[TASK LIST]
**A)** Retype part of the Dixmont Town House passage word for word. Begin at the words "- Dixmont Town" and stop after "Places in 2014.".
**B)** According to the Dixmont Town House passage, until what year did the town hold its town meetings in the building?

[PASSAGE PROVIDED]
- Dixmont Town House
- U.S. National Register of Historic Places
- Location: 702 Western Ave., Dixmont, Maine
- Coordinates: 44°41′6″N 69°8′3″W﻿ / ﻿44.68500°N 69.13417°W
- Area: Less than one acre
- Built: 1836
- NRHP reference No.: 14000361
- Added to NRHP: June 27, 2014

= Dixmont Town House =

The Dixmont Town House is a historic civic and community building at 702 Western Avenue in Dixmont, Maine. Built in 1836, it is one of a few well-preserved early town halls in Maine that served a strictly civic purpose. It was used by the town for its town meetings until 1952, and has been restored to an early 20th-century appearance. It was listed on the National Register of Historic Places in 2014.

[Stored items from a collection]
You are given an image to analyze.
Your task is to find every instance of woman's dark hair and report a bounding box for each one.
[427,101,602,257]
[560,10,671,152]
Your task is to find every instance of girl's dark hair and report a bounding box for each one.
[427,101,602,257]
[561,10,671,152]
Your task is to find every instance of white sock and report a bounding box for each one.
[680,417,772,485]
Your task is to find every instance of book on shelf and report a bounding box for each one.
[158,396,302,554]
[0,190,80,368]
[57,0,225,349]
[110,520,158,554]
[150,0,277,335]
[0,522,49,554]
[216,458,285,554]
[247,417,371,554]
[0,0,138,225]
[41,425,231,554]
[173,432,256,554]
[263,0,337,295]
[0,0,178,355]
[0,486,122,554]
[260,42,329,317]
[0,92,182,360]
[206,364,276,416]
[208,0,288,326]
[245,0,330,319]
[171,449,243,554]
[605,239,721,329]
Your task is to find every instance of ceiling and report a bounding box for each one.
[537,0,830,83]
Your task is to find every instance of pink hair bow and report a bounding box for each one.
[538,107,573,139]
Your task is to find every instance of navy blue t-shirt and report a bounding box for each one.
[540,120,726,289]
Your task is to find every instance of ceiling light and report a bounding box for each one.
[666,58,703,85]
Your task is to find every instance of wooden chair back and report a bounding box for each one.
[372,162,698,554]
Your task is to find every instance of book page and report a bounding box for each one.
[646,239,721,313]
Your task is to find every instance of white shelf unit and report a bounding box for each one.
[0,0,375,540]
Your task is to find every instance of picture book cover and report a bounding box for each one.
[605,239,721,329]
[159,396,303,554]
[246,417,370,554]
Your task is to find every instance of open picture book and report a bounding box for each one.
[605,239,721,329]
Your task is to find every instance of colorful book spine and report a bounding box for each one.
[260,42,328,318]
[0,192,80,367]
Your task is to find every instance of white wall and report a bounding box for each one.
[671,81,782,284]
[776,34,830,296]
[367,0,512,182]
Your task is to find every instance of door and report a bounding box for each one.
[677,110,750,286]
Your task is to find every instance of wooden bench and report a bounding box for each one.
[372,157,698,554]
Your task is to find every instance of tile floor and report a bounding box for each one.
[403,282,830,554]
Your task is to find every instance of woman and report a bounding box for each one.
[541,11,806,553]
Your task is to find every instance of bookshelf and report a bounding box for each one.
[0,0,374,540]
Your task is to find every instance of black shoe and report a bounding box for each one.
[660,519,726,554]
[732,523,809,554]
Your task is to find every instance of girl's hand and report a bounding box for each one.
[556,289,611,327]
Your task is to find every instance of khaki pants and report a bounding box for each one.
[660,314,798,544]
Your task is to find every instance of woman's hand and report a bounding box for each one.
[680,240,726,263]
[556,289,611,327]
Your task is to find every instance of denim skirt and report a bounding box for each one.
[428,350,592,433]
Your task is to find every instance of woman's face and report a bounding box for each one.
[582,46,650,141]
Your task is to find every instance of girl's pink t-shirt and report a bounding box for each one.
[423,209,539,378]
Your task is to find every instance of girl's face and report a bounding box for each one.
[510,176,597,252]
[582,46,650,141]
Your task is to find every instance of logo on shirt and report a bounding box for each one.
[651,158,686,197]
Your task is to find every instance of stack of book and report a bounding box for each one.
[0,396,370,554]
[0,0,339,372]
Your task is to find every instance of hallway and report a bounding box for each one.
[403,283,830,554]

[WRITTEN RESPONSES]
**A)**
- Dixmont Town House
- U.S. National Register of Historic Places
- Location: 702 Western Ave., Dixmont, Maine
- Coordinates: 44°41′6″N 69°8′3″W﻿ / ﻿44.68500°N 69.13417°W
- Area: Less than one acre
- Built: 1836
- NRHP reference No.: 14000361
- Added to NRHP: June 27, 2014

= Dixmont Town House =

The Dixmont Town House is a historic civic and community building at 702 Western Avenue in Dixmont, Maine. Built in 1836, it is one of a few well-preserved early town halls in Maine that served a strictly civic purpose. It was used by the town for its town meetings until 1952, and has been restored to an early 20th-century appearance. It was listed on the National Register of Historic Places in 2014.

**B)** Until 1952.